— BEGIN SELECTED EXTRACT —

I try to avoid pedantic talk about appreciating the options that I never had. That other kids don’t have. I think about how much work parents all over must be doing to try and anticipate the things that will edify their kids, that their kids will do without resistance, how much time mothers spend researching the activities, filling the grocery cart with things they hope their kids eat. That it’d be great if mothers didn’t have to do all the work of removing 99% of the noise. If there were just fewer decisions to make, we’d all be so much better off, but the spigot just keeps on running.
Recommendations for the kids:
To wear: These Smartwool socks for kids are the cutest. These Bombas Valentine’s Day sock packs are also very cute.
To do: Socrates Sculpture Garden and the Noguchi Museum are having a light sculpture workshop and Lunar New Year celebrations this Saturday, 2/5.
To make: Depending on your level of aspirational/DIY, this Kids Made Modern Valentine’s Craft set is a good starter kit for this Hallmark holiday
Brooklyn parents: Ada has loved the after school program and mini camps at Textile Arts Center: weaving, sewing, marbling, soft sculpture, dying. It’s the crafting of my dreams.
Recommendations for the grown-ups:
Listen: Chameleon: Wild Boys is the real life podcast mystery you’ve been waiting for, with new episodes dropping each week. Set in a small Canadian community, two brothers emerge from wilderness and claim they’ve lived entirely off the grid and eat copious amounts of fruit. But who are they really?

— END SELECTED EXTRACT —

(YOUR INSTRUCTIONS): Carry on the parenting newsletter above, starting right after its closing question, "But who are they really?"

— BEGIN SUPPLIED RECORDS —

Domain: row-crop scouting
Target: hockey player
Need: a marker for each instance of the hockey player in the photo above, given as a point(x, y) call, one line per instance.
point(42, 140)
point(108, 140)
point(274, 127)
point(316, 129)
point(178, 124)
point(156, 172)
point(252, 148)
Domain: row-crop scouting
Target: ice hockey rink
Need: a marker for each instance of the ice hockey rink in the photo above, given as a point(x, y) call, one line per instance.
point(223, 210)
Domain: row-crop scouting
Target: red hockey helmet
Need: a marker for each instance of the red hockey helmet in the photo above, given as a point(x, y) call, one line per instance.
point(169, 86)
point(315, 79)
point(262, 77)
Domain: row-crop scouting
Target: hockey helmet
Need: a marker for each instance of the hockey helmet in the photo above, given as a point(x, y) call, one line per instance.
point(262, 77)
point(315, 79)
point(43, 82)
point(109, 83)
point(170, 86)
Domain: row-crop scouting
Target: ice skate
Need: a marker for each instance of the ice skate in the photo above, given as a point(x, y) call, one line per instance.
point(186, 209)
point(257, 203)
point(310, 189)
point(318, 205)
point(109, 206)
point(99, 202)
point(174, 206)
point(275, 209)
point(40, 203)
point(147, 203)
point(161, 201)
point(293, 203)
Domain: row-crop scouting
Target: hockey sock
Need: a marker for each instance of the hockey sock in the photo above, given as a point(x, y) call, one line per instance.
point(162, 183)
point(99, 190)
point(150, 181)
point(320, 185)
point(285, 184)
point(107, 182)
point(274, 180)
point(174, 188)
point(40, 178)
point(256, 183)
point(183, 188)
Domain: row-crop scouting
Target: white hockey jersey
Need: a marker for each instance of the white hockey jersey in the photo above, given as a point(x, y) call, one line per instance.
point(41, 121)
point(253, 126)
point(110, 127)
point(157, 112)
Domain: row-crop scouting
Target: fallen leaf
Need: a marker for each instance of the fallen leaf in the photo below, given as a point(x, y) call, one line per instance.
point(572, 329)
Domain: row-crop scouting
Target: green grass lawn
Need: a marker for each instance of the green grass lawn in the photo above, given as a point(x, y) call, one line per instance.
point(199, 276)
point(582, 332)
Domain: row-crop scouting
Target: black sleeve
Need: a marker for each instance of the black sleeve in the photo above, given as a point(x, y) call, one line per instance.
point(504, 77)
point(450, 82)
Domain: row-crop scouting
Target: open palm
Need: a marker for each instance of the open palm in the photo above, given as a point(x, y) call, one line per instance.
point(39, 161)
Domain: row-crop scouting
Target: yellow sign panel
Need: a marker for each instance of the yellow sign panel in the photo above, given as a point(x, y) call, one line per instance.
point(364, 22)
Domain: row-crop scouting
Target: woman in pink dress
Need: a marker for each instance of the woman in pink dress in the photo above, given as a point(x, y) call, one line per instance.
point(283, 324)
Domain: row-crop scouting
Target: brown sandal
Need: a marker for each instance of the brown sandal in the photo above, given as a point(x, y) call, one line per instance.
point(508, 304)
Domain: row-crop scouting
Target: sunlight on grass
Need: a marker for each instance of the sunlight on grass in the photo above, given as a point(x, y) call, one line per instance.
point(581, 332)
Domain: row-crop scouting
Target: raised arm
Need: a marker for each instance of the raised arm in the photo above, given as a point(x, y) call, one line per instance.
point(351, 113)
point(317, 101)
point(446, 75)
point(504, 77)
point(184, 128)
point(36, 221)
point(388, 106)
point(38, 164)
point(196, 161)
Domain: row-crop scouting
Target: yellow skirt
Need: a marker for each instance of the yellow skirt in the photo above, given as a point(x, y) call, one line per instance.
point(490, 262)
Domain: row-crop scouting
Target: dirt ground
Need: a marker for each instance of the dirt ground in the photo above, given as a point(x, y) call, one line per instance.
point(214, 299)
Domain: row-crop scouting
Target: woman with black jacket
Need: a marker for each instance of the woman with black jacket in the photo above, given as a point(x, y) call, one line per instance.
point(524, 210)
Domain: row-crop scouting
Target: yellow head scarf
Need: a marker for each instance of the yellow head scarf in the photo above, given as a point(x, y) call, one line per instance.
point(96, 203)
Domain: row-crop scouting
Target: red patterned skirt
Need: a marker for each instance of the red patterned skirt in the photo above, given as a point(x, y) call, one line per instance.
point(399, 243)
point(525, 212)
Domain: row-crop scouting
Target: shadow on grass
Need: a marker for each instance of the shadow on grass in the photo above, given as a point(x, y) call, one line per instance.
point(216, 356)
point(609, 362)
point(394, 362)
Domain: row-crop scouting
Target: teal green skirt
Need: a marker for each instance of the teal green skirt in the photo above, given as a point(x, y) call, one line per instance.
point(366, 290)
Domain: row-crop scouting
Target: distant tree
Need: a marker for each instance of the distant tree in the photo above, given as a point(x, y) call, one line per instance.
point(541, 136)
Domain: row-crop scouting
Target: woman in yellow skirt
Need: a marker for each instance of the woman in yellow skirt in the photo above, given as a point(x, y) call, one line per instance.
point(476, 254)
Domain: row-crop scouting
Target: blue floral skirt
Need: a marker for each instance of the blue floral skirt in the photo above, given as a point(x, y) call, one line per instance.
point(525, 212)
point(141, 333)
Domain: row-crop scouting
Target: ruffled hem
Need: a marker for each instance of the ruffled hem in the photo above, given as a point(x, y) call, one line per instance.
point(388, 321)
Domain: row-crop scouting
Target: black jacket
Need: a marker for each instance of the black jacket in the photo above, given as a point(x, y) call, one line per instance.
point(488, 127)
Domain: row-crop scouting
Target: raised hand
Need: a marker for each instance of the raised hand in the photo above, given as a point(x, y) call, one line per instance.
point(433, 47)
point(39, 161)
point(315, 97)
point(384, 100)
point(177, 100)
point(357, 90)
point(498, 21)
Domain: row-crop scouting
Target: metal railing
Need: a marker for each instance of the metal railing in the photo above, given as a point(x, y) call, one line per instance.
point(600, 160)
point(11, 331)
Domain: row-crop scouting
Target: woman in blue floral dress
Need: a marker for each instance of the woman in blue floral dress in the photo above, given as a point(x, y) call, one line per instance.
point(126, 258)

— END SUPPLIED RECORDS —

(RESULT OF THIS TASK):
To eat: This Bi-Rite x Bittman citrus box is calling my name.
To cook: Dduk Guk is the traditional Korean rice cake soup I grew up eating on the Lunar New Year. I also love Hana Asbrink’s other Korean-ish recipes on Food52.
Heartwarming: This video of David Byrne singing One Fine Day with the Brooklyn Youth Chorus at National Sawdust in 2019.
Read/Watch: Amanda Hess’s piece, “Mommy is Going Away for a While,” on the “antiheroine of the moment,” the mother who leaves, with protagonists like Olivia Colman’s character in “The Lost Daughter.” In this vein, also recommend “Run,” the 2020 HBO show about a mother who flees her family and spends a week on cross-country train trip reuniting with her ex, and “Scenes from a Marriage.”
Happy Lunar New Year to those celebrating, and happy mid-winter to everyone else. The groundhog says there will be more winter, but who’s to believe him.